[[ PASSAGE open ]]
ADSM-L

Re: 15,000,000 + files on one directory backup

2005-06-18 17:57:23
Subject: Re: 15,000,000 + files on one directory backup
From: Ted Byrne <ted.byrne AT ADELPHIA DOT NET>
To: ADSM-L AT VM.MARIST DOT EDU
Date: Sat, 18 Jun 2005 17:57:16 -0400
I would second Bill's addition of poorly-architected applications to
Richard's list of issues that should be (but are often not) addressed, or
even considered.  At another customer, we and the customer's sysadmins were
bedeviled by a weblog analysis application (which shall remain nameless)
that chose to store its data on the filesystem, using the date of the log
data as a directory under which the data was stored (as well as the
associated reports, I believe).  The explanation we were given was that
they had chosen to do this for application performance reasons; it was
apparently quicker that using a DBMS.

This decision, although it made random access of data quicker, had horrible
implications for backup as the log data and reports accumulated over time;
recovery was even worse.  Aggravating the situation was the insistence by
the "application owner" that ALL historical log data absolutely had to be
maintained in this inside-out database format.  Just getting a count of
files and directories on this drive (via selecting Properties from the
context menu) took something on the order of 9 hours to complete.  The
volume of data, in GB, was really not that large - something on the order
of 100 GB.  All of their problems managing the data stemmed entirely from
the large number of files and directories.

When the time came to replace the server hardware and upgrade the
application, they had extreme difficulty migrating the historical data from
the old server to the new.  They did finally succeeded in copying the data
from the old server to the new, but it took days and days of
around-the-clock network traffic to complete.

Addressing the ramifications of this type of design decision after the fact
is difficult at best.  If at all possible, we need to prevent it from
occurring in the first place.

Ted
[[ PASSAGE closed ]]
[[ EXERCISE DATA open ]]
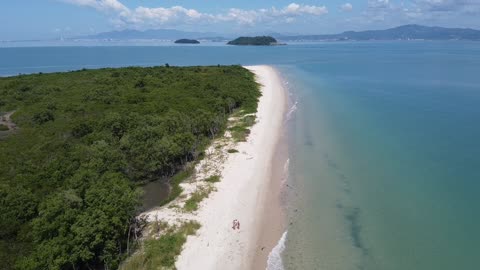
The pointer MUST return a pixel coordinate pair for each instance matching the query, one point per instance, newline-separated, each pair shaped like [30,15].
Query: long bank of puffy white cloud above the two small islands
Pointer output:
[160,16]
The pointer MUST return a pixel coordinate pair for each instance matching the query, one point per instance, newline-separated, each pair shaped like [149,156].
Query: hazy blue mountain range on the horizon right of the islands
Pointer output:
[405,32]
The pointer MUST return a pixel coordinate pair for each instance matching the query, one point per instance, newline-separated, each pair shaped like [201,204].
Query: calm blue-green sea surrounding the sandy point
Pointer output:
[384,144]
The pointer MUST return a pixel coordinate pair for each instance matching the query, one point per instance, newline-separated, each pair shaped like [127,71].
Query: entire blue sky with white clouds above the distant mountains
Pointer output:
[34,19]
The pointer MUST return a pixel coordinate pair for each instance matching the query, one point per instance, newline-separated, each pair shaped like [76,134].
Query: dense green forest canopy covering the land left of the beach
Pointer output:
[69,175]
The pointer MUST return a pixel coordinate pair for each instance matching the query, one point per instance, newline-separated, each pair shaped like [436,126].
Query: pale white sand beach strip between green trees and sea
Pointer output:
[249,192]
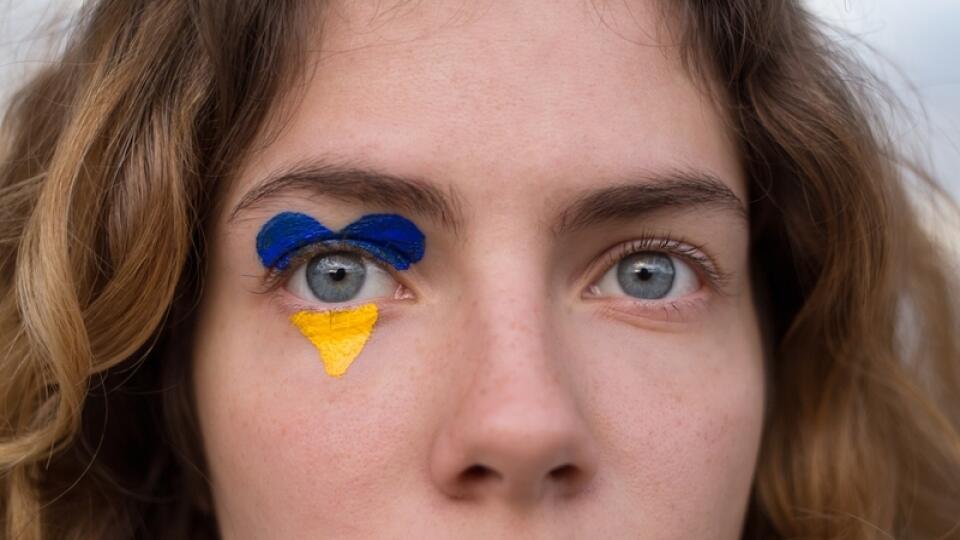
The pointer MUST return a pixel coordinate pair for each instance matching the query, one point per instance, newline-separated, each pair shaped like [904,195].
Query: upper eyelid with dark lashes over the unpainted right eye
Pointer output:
[698,255]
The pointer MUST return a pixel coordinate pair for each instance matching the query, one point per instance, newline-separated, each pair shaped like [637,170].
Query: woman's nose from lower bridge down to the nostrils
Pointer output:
[515,431]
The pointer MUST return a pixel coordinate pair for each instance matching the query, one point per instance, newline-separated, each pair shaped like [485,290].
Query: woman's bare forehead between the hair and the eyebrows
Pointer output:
[560,92]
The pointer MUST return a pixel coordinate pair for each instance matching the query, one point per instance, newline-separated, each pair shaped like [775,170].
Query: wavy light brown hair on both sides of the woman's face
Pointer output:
[111,163]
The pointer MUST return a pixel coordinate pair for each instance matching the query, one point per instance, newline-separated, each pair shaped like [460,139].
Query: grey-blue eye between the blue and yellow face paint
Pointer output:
[340,277]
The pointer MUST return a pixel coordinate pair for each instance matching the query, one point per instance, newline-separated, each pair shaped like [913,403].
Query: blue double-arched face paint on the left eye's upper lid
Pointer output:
[393,239]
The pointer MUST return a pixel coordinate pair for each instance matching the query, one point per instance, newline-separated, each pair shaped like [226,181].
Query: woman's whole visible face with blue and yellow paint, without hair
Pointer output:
[572,350]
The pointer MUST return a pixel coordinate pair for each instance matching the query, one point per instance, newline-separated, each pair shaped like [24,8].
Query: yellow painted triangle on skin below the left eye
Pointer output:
[339,335]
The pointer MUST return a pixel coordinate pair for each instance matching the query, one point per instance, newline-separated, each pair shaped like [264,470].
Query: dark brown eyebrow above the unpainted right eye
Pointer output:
[675,189]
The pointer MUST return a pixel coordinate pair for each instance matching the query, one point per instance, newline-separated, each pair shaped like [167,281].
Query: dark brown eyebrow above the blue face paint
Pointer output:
[360,185]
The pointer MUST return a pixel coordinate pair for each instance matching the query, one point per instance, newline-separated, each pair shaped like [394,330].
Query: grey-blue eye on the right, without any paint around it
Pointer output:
[648,275]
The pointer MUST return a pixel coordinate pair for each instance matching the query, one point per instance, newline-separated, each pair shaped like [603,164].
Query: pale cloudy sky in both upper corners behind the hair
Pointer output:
[918,39]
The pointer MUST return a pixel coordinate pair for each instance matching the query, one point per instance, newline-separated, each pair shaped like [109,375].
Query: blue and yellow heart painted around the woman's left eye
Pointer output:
[335,273]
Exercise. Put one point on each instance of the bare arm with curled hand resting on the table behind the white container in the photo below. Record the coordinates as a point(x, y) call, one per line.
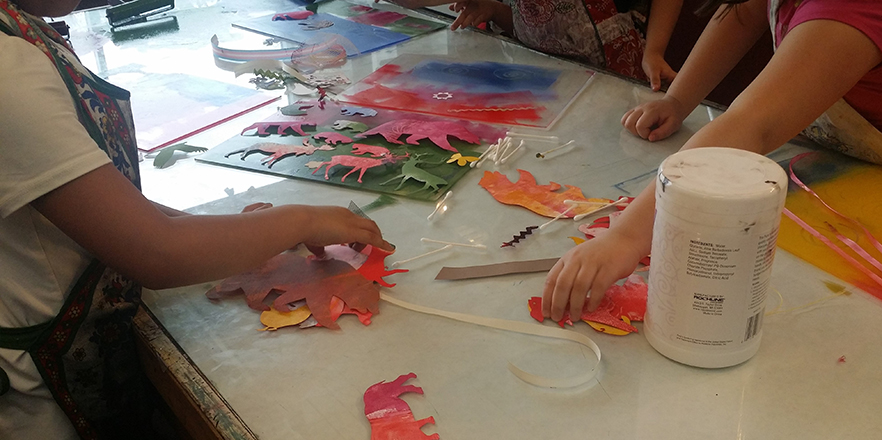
point(723, 43)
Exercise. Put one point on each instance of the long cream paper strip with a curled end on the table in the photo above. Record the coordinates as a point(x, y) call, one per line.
point(518, 327)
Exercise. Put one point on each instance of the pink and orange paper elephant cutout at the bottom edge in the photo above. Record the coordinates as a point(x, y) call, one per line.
point(391, 417)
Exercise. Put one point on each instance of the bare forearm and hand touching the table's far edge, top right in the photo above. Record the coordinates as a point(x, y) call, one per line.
point(663, 16)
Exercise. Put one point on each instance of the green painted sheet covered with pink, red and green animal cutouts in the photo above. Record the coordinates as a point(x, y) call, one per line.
point(392, 153)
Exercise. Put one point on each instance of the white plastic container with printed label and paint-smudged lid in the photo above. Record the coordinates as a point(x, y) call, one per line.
point(716, 224)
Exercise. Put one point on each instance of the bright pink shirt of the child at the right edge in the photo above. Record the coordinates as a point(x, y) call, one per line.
point(863, 15)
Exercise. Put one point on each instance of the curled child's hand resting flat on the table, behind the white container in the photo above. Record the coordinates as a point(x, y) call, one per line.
point(655, 120)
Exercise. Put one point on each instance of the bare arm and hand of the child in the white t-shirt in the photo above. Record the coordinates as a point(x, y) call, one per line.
point(103, 212)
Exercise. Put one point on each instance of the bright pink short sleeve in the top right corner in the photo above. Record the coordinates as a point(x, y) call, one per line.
point(863, 15)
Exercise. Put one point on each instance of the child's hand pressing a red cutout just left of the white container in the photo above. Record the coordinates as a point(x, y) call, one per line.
point(591, 266)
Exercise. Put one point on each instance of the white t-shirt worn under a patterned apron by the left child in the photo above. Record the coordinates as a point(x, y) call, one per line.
point(42, 147)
[[ EXERCISE DATA closed ]]
Retype the post about backing up millions of files, word for word, from "When the time" to "the first place.".

When the time came to replace the server hardware and upgrade the
application, they had extreme difficulty migrating the historical data from
the old server to the new.  They did finally succeeded in copying the data
from the old server to the new, but it took days and days of
around-the-clock network traffic to complete.

Addressing the ramifications of this type of design decision after the fact
is difficult at best.  If at all possible, we need to prevent it from
occurring in the first place.